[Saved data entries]
━━━━━━━━━━

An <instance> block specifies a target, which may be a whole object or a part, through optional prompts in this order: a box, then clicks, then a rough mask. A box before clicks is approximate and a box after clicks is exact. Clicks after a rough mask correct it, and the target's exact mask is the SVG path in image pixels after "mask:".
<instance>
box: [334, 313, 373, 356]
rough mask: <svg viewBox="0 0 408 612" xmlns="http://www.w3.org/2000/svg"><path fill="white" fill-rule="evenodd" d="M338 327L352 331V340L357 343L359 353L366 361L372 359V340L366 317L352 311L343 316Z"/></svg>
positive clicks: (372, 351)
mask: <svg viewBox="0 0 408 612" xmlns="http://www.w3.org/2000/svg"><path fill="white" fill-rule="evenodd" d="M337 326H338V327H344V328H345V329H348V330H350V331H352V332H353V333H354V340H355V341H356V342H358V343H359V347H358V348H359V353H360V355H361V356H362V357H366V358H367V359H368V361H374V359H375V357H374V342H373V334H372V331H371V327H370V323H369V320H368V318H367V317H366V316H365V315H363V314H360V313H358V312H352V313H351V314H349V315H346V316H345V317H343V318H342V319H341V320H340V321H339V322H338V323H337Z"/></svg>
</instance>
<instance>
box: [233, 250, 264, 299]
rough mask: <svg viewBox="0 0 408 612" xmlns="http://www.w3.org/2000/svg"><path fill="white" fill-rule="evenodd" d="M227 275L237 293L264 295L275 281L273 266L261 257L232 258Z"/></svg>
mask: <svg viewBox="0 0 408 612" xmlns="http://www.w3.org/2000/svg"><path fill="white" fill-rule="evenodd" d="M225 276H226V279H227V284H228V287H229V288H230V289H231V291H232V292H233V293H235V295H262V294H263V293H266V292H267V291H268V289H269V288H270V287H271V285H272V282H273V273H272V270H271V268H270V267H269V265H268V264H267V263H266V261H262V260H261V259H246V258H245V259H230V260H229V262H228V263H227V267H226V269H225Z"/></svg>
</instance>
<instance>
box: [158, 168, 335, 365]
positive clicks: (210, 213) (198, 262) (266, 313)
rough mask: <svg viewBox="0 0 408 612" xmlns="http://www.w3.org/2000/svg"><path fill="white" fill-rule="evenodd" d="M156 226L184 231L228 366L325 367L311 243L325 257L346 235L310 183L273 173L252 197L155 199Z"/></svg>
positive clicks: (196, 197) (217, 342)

━━━━━━━━━━

_Problem to solve:_ Extract every line of the data above that contains the word "clicks", treating uppercase and lowercase as different.

_Solution for this task:_
An <instance> block specifies a target, which may be a whole object or a part, through optional prompts in this order: a box, then clicks, then a rough mask. A box before clicks is approximate and a box after clicks is exact. Clicks after a rough mask correct it, and the target's exact mask is the SVG path in image pixels after "mask:".
positive clicks: (372, 351)
positive clicks: (210, 213) (198, 262) (266, 313)
positive clicks: (196, 197) (217, 342)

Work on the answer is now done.